(The data Opens)
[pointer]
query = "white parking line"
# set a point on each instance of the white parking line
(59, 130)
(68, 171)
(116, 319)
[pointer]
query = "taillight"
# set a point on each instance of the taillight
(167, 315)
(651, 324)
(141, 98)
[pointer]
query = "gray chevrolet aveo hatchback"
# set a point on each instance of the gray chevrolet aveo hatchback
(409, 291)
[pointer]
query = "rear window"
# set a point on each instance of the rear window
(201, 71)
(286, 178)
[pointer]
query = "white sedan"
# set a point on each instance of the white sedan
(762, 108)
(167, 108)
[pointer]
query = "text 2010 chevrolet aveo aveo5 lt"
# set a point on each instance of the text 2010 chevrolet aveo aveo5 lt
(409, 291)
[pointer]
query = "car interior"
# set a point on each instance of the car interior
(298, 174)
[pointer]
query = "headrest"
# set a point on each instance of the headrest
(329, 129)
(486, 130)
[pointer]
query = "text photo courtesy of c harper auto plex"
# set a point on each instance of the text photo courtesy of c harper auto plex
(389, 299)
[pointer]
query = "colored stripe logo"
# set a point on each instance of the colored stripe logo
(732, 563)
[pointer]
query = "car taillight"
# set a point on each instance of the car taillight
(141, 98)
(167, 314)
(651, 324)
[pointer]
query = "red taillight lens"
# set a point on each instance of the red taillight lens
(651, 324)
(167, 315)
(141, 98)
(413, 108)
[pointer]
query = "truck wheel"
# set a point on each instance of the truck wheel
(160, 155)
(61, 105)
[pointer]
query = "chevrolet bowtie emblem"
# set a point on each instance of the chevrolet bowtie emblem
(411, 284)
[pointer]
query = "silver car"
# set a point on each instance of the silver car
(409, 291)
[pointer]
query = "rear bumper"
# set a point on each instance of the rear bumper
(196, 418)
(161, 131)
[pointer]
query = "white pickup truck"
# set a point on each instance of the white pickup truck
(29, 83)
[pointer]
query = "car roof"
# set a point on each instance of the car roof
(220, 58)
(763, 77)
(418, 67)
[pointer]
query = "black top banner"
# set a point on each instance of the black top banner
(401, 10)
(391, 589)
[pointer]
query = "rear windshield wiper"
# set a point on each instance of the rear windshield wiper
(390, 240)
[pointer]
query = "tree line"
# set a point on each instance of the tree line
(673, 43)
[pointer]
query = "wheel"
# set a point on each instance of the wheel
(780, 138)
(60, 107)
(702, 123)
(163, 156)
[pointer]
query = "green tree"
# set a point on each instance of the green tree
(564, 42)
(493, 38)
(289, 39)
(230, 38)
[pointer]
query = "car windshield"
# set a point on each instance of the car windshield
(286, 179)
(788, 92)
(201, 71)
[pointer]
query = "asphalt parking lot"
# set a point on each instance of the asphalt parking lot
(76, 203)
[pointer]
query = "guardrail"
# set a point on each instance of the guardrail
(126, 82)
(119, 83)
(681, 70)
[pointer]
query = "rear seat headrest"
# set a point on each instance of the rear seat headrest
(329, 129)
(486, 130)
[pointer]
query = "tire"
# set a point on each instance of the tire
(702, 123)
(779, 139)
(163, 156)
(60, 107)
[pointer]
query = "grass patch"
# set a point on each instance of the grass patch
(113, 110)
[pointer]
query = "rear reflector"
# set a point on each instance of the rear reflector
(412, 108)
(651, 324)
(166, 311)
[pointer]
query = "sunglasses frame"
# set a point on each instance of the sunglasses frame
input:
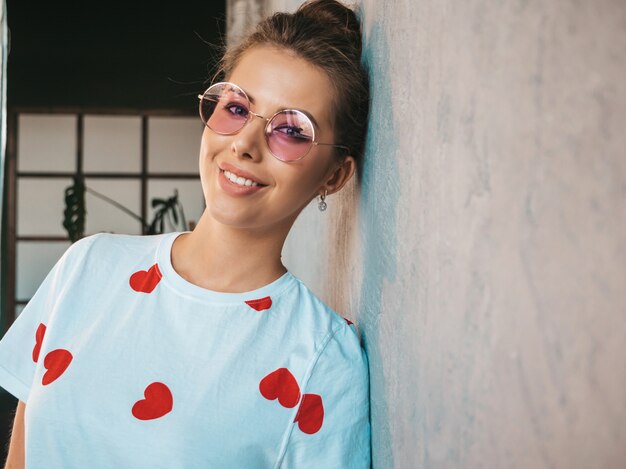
(267, 121)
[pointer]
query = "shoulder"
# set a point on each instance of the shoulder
(333, 322)
(111, 243)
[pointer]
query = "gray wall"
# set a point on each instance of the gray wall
(482, 253)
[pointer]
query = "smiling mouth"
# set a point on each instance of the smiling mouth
(240, 180)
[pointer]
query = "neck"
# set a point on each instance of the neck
(226, 259)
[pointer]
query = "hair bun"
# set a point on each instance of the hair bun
(333, 13)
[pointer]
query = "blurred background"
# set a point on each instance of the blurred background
(109, 91)
(480, 251)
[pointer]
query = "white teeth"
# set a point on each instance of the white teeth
(241, 181)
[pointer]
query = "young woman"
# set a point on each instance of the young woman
(200, 349)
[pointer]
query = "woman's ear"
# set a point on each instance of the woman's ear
(340, 174)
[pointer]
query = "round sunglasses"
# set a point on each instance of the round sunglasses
(289, 133)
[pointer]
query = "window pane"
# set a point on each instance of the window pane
(34, 259)
(112, 144)
(189, 195)
(46, 142)
(40, 206)
(103, 216)
(174, 144)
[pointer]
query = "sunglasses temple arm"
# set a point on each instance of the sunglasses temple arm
(332, 145)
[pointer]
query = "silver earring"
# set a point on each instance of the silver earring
(322, 205)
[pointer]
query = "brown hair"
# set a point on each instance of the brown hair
(327, 34)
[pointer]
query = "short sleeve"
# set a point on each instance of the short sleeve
(332, 424)
(19, 348)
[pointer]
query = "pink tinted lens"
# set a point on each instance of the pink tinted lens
(224, 108)
(289, 135)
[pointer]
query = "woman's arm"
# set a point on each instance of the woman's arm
(15, 458)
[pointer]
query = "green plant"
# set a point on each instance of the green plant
(75, 211)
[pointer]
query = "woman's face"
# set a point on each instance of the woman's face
(273, 79)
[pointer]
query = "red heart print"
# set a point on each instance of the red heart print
(41, 331)
(310, 415)
(56, 362)
(282, 385)
(260, 304)
(158, 402)
(146, 280)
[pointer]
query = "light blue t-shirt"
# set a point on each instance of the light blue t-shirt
(123, 363)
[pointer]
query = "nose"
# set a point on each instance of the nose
(249, 142)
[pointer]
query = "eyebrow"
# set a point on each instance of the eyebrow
(282, 108)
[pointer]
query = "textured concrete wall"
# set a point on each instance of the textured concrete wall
(482, 252)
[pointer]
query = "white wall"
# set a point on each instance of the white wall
(482, 254)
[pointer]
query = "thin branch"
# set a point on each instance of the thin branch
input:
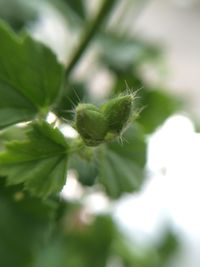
(The data Closes)
→ Exercise:
All lines from the one containing "# set a point on each instance of the textured" to the end of the entries should appear in the output exactly as written, with no pictures.

→ Answer:
# set a point on each instance of the textured concrete wall
(482, 252)
[pointer]
query = "white wall"
# set a point on each instance of the white wall
(482, 254)
[pointer]
query = "thin branch"
# set a point on each instance of the thin branch
input:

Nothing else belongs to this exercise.